## GOAL
Extend the SQL data-cleaning tutorial below, picking up right after its final line.

4️⃣ CASE WHEN – Map Gender Values

SELECT cust_id,
       CASE 
         WHEN gender IN ('M','male') THEN 'Male'
         WHEN gender IN ('F','female') THEN 'Female'
       END AS norm_gender
FROM CustomersNorm;
        
BeforeAfter
“M”“Male”
“f”“Female”

5️⃣ JOIN Reference Table – Enforce Standards

-- Assuming we have a CountryReference table
SELECT c.cust_id, r.country_name
FROM CustomersNorm c
JOIN CountryReference r
ON UPPER(c.country) = UPPER(r.country_alias);
        

✅ Ensures only valid country names from a reference table are used.

Normalization ensures that different spellings and formats mean the same thing. By standardizing values, analysts prevent duplicate categories and improve data accuracy. This step is vital in data analytics workflows where consistent values lead to more reliable insights.

⏰ Section 16: Date & Time Cleaning in SQL

Dates in datasets often come in mixed formats, with NULLs or invalid values. Cleaning them ensures accurate time-series analysis, forecasting, and reporting. SQL provides built-in functions to standardize dates and extract useful parts. If you’ve read our linear regression guide, you know how important clean dates are for trend analysis.

📊 Step 1: Create Table & Insert Data

CREATE TABLE Transactions (
  trans_id INT,
  trans_date VARCHAR(20),
  amount DECIMAL(10,2)
);

INSERT INTO Transactions VALUES
(1, '2025-01-05', 2500.00),
(2, '05/02/2025', 3000.00),
(3, 'March 10, 2025', 1800.00),
(4, NULL, 2200.00),
(5, 'invalid_date', 1500.00);
      

✅ The Transactions table has mixed date formats, NULLs, and invalid values.

1️⃣ CAST/CONVERT – Standardize Format

SELECT trans_id,
       CONVERT(DATE, trans_date, 105) AS clean_date
FROM Transactions;
        

✅ Converts '05/02/2025' into '2025-02-05' (YYYY-MM-DD format).

2️⃣ TRY_CONVERT – Safe Conversion

SELECT trans_id,
       TRY_CONVERT(DATE, trans_date) AS safe_date
FROM Transactions;
        

✅ Invalid dates (like 'invalid_date') return NULL instead of an error.

3️⃣ DATEPART() – Extract Components

SELECT trans_id,
       DATEPART(YEAR, TRY_CONVERT(DATE, trans_date)) AS year,
       DATEPART(MONTH, TRY_CONVERT(DATE, trans_date)) AS month
FROM Transactions;
        

✅ Extracts year and month for time-based grouping.

## DATASET EXTRACT
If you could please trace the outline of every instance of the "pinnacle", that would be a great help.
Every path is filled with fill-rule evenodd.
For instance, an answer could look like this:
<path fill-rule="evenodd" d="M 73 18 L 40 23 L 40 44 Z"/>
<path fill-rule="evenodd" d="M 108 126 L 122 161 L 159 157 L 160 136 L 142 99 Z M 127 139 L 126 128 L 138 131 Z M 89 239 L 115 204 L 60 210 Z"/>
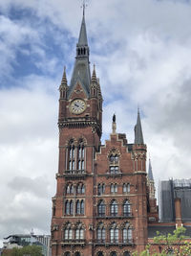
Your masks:
<path fill-rule="evenodd" d="M 93 70 L 93 75 L 92 75 L 92 82 L 97 82 L 95 64 L 94 64 L 94 70 Z"/>
<path fill-rule="evenodd" d="M 66 85 L 67 86 L 67 78 L 66 78 L 66 67 L 64 66 L 64 73 L 61 81 L 61 85 Z"/>

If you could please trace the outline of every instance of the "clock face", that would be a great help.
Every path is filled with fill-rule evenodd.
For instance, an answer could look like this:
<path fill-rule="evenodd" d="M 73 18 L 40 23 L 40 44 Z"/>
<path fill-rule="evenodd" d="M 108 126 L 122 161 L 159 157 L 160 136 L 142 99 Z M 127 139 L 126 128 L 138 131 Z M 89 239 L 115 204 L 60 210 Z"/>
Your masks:
<path fill-rule="evenodd" d="M 74 100 L 72 102 L 70 109 L 74 114 L 81 114 L 86 109 L 86 104 L 83 100 Z"/>

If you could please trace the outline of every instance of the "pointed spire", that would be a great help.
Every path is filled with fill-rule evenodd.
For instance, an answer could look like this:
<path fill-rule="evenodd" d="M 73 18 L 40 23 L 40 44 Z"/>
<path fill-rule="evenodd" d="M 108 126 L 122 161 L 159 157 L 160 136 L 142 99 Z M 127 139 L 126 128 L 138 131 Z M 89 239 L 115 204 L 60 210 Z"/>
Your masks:
<path fill-rule="evenodd" d="M 148 178 L 149 178 L 149 180 L 154 180 L 154 178 L 153 178 L 153 170 L 152 170 L 151 159 L 150 158 L 149 158 Z"/>
<path fill-rule="evenodd" d="M 89 47 L 88 47 L 84 12 L 81 22 L 78 43 L 76 44 L 75 63 L 71 78 L 71 84 L 69 88 L 68 97 L 70 97 L 76 82 L 82 85 L 86 95 L 89 97 L 91 73 L 90 73 Z"/>
<path fill-rule="evenodd" d="M 135 126 L 135 144 L 144 144 L 141 122 L 140 122 L 139 107 L 138 108 L 138 119 L 137 119 L 137 124 Z"/>
<path fill-rule="evenodd" d="M 115 113 L 114 113 L 114 115 L 113 115 L 112 133 L 114 133 L 114 134 L 117 133 L 117 116 L 116 116 Z"/>
<path fill-rule="evenodd" d="M 64 73 L 62 76 L 62 81 L 61 81 L 61 85 L 66 85 L 67 86 L 67 78 L 66 78 L 66 66 L 64 66 Z"/>
<path fill-rule="evenodd" d="M 97 82 L 95 64 L 94 64 L 93 75 L 92 75 L 92 82 Z"/>
<path fill-rule="evenodd" d="M 81 29 L 79 33 L 78 46 L 87 46 L 88 45 L 88 37 L 86 33 L 86 22 L 85 22 L 85 4 L 83 5 L 83 17 L 81 21 Z"/>

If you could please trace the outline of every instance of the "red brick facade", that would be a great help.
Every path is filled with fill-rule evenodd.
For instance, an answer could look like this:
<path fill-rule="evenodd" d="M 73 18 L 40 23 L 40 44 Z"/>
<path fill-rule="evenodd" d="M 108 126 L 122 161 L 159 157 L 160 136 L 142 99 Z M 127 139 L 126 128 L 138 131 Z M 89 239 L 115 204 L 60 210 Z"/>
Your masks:
<path fill-rule="evenodd" d="M 144 249 L 148 218 L 158 219 L 156 199 L 149 198 L 154 188 L 147 186 L 146 145 L 128 144 L 125 134 L 116 133 L 116 118 L 101 145 L 102 97 L 95 70 L 89 88 L 79 80 L 69 91 L 64 72 L 52 255 L 127 256 Z"/>

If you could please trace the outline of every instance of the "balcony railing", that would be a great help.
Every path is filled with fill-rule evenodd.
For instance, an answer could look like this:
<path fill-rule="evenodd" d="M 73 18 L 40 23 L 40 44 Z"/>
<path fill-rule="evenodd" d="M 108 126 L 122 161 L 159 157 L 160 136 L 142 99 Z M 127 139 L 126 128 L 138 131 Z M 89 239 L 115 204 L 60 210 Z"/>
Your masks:
<path fill-rule="evenodd" d="M 118 245 L 118 246 L 124 246 L 124 245 L 133 245 L 134 241 L 133 239 L 110 239 L 110 240 L 96 240 L 94 244 L 97 245 Z"/>
<path fill-rule="evenodd" d="M 62 244 L 85 244 L 85 239 L 63 239 Z"/>
<path fill-rule="evenodd" d="M 84 177 L 87 173 L 85 170 L 66 170 L 64 176 L 66 177 Z"/>
<path fill-rule="evenodd" d="M 117 213 L 106 215 L 104 213 L 100 213 L 96 215 L 96 219 L 124 219 L 124 218 L 133 218 L 133 215 L 132 213 L 124 213 L 123 215 L 118 215 Z"/>

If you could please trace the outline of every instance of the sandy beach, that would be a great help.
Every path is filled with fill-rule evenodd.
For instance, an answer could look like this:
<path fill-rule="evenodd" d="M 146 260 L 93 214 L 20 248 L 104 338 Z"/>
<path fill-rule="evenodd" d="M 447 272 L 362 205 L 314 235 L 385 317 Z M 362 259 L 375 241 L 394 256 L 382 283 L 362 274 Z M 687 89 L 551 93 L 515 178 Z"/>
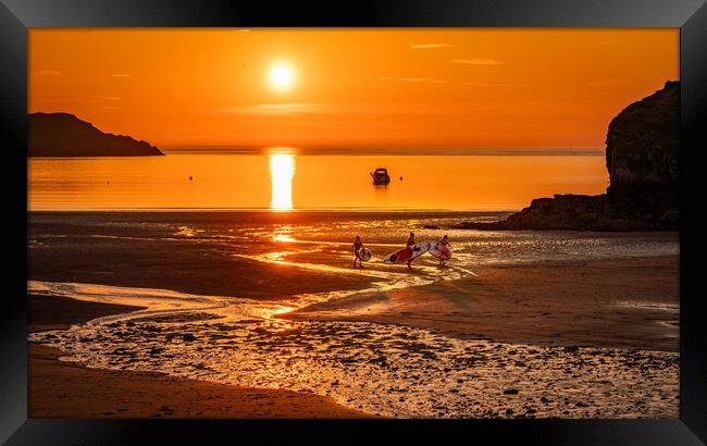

## RESPONSE TO THE TASK
4️⃣ DATEDIFF() – Calculate Durations

SELECT trans_id,
       DATEDIFF(DAY, TRY_CONVERT(DATE, trans_date), GETDATE()) AS days_old
FROM Transactions;
        

✅ Calculates how many days old each transaction is.

5️⃣ COALESCE – Replace NULL Dates

SELECT trans_id,
       COALESCE(TRY_CONVERT(DATE, trans_date), '2025-01-01') AS final_date
FROM Transactions;
        

✅ Fills missing/invalid dates with a default date.

Cleaning dates and timestamps is essential for reliable time-series insights. These SQL techniques ensure consistent formats, safe conversions, and complete values. They are widely used in forecasting, reporting, and machine learning models where accurate dates drive predictions.

🚨 Section 17: Outlier Detection & Cleaning in SQL

Outliers can distort averages, create misleading insights, and break machine learning models. SQL offers multiple ways to detect and clean outliers using statistics and conditions. If you’ve read our data science guide, you know outlier handling is a must before model training.

📊 Step 1: Create Table with Outliers

CREATE TABLE SalesOutliers (
  sale_id INT,
  amount DECIMAL(10,2)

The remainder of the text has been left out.